Project Initiation: Starting a Successful Project
Week 1 Quiz Answers
Weekly Challenge 1
Question 1)
What are two potential consequences of a project manager failing to properly initiate a project?
- External risks can affect project success.
- New dependencies can arise.
- Resources can be underestimated.
- Stakeholders might not agree on what success looks like.
Question 2)
Why is it important to perform a cost-benefit analysis during the initiation phase? Select all that apply.
- To compare the project benefits to the costs
- To outline project goals and how to accomplish them
- To add up the expected value, or benefits, of a project
- To set up a framework for what project work the team needs to do
Question 3)
What are the key components of project initiation?
- Findings, scope, planning, deliverables, success criteria, and resources
- Goals, scope, deliverables, success criteria, stakeholders, and resources
- Goals, scope, planning, documentation, success criteria, and resources
- Findings, scope, deliverables, monitoring progress, stakeholders, and resources
Question 4)

» Given information:
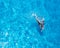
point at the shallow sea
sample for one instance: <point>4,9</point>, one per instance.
<point>19,29</point>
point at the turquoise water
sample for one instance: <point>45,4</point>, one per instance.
<point>19,29</point>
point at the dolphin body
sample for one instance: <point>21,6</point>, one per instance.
<point>40,22</point>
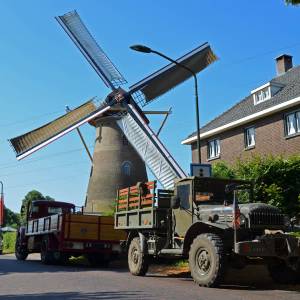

» Exercise:
Could you reproduce the project initiation quiz above in full, word for word, from its title through its last line?

» Written response:
Project Initiation: Starting a Successful Project
Week 1 Quiz Answers
Weekly Challenge 1
Question 1)
What are two potential consequences of a project manager failing to properly initiate a project?
- External risks can affect project success.
- New dependencies can arise.
- Resources can be underestimated.
- Stakeholders might not agree on what success looks like.
Question 2)
Why is it important to perform a cost-benefit analysis during the initiation phase? Select all that apply.
- To compare the project benefits to the costs
- To outline project goals and how to accomplish them
- To add up the expected value, or benefits, of a project
- To set up a framework for what project work the team needs to do
Question 3)
What are the key components of project initiation?
- Findings, scope, planning, deliverables, success criteria, and resources
- Goals, scope, deliverables, success criteria, stakeholders, and resources
- Goals, scope, planning, documentation, success criteria, and resources
- Findings, scope, deliverables, monitoring progress, stakeholders, and resources
Question 4)